Excerpt
This skill extracts validated, typed data from LLM responses using Pydantic models and the Instructor library. It automatically retries failed extractions, parses complex JSON safely, and can stream partial results for real-time processing. The implementation supports multiple providers (Claude, OpenAI, local models) and offers battle-tested patterns for production workflows.

How this skill works

Define a Pydantic response model that describes the expected output shape and validation rules. The client sends prompts to the chosen LLM provider, parses the model output into the response model, and runs Pydantic validation. If validation fails, the skill sends the validation error back to the LLM and retries up to a configurable max_retries. Streaming APIs yield partial objects or iterable items as the model generates them for real-time consumption.

When to use it

Extract structured fields (entities, metadata, classifications) from free text with type safety.
Validate LLM outputs against schemas (email, URLs, numeric ranges, enums) before using them in production.
Retry and recover automatically when LLM output does not match the expected schema.
Stream partially generated results to update UIs or process items as they arrive.
Use with multiple providers (Anthropic Claude, OpenAI, local servers) without changing response models.

Best practices

Design clear Pydantic models with Field descriptions and constraints to guide the LLM.
Start with small, strict models during development and relax optional fields as needed.
Use enums and constrained fields for categorical data to avoid ambiguous outputs.

Dataset content
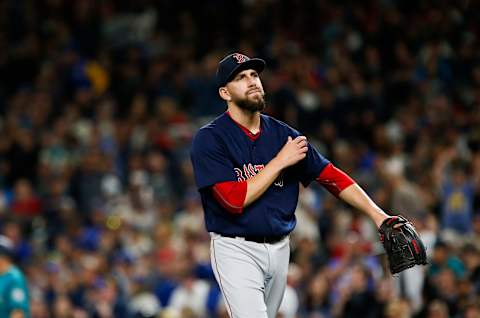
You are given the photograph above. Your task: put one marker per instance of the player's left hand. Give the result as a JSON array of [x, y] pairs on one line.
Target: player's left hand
[[402, 244]]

What you will do
Continue the excerpt on extracting typed data from LLM responses with Pydantic and Instructor, starting after its last best-practice line.

Exercise result
Enable streaming for long outputs or when you need incremental UI updates.
Set sensible max_retries and handle ValidationError to avoid infinite retry loops.

Example use cases

Extract contact records (name, age, email) from unstructured bios and ingest into a database.
Classify articles with category enums, confidence scores, and keyword lists for content pipelines.
Parse multi-entity documents to produce nested objects (people, organizations, locations).
Stream a generated story or task list into a live editor, updating content as it arrives.
Run batch extraction across many texts using a shared response model and aggregate results.

FAQ

What happens when validation keeps failing?

The client retries up to max_retries and then raises a Pydantic ValidationError; handle this exception to log or fallback to manual review.

Can I use this with local models?

Yes. The skill supports local provider endpoints (for example Ollama) by configuring the client mode and base_url to use JSON or provider-specific modes.